PASSAGE SHOWN:
※
Penn Plaza Insurance Company, LLC (“PPIC”), our wholly owned consolidated subsidiary, acts as a re-insurer with respect to a portion of all risk property and rental value insurance and a portion of our earthquake insurance coverage, and as a direct insurer for coverage for acts of terrorism including NBCR acts. Coverage for acts of terrorism (excluding NBCR acts) is fully reinsured by third-party insurance companies and the Federal government with no exposure to PPIC. For NBCR acts, PPIC is responsible for a deductible of $1,759,257 and 20% of the balance of a covered loss and the Federal government is responsible for the remaining portion of a covered loss. We are ultimately responsible for any loss incurred by PPIC.
For Farley, we maintain general liability insurance with limits of $100,000,000 per occurrence, and builder’s risk insurance including coverage for existing property and development activities of $2.8 billion per occurrence and in the aggregate. We maintain coverage for certified and non-certified terrorism acts with limits of $1.85 billion and $1.17 billion per occurrence, respectively, and in the aggregate.
We continue to monitor the state of the insurance market and the scope and costs of coverage for acts of terrorism and other events. However, we cannot anticipate what coverage will be available on commercially reasonable terms in the future. We are responsible for uninsured losses and for deductibles and losses in excess of our insurance coverage, which could be material.
Our debt instruments, consisting of mortgage loans secured by our properties, senior unsecured notes and revolving credit agreements contain customary covenants requiring us to maintain insurance. Although we believe that we have adequate insurance coverage for purposes of these agreements, we may not be able to obtain an equivalent amount of coverage at reasonable costs in the future. Further, if lenders insist on greater coverage than we are able to obtain it could adversely affect our ability to finance or refinance our properties and expand our portfolio.
Other Commitments and Contingencies
We are from time to time involved in legal actions arising in the ordinary course of business. In our opinion, after consultation with legal counsel, the outcome of such matters is not currently expected to have a material adverse effect on our financial position, results of operations or cash flows.
※
SUPPLIED INFORMATION:
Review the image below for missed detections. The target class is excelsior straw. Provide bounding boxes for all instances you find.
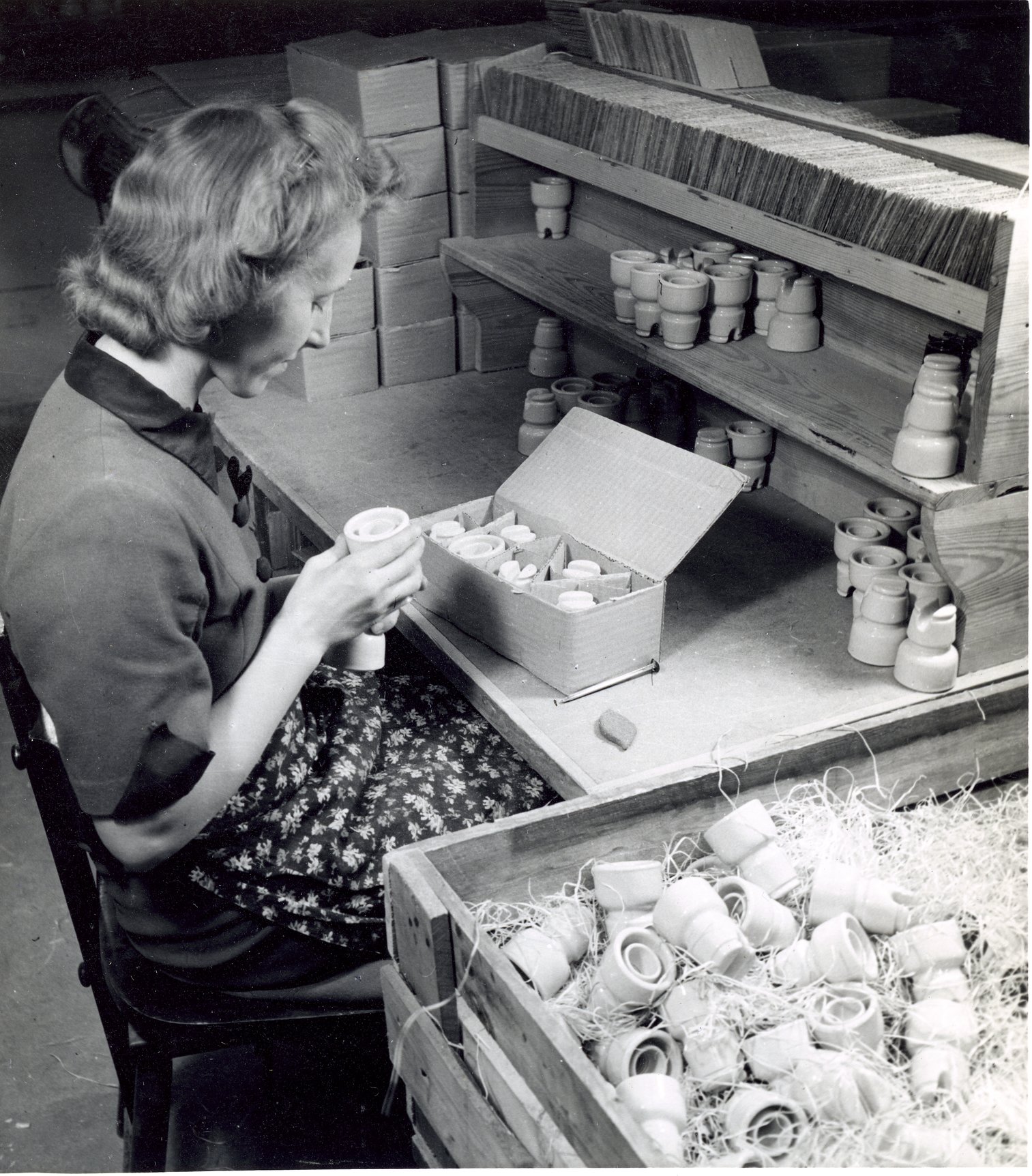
※
EXERCISE:
Transcribe everything from "Penn Plaza Insurance" down to "incurred by PPIC." in the insurance passage above.

EXERCISE SOLUTION:
Penn Plaza Insurance Company, LLC (“PPIC”), our wholly owned consolidated subsidiary, acts as a re-insurer with respect to a portion of all risk property and rental value insurance and a portion of our earthquake insurance coverage, and as a direct insurer for coverage for acts of terrorism including NBCR acts. Coverage for acts of terrorism (excluding NBCR acts) is fully reinsured by third-party insurance companies and the Federal government with no exposure to PPIC. For NBCR acts, PPIC is responsible for a deductible of $1,759,257 and 20% of the balance of a covered loss and the Federal government is responsible for the remaining portion of a covered loss. We are ultimately responsible for any loss incurred by PPIC.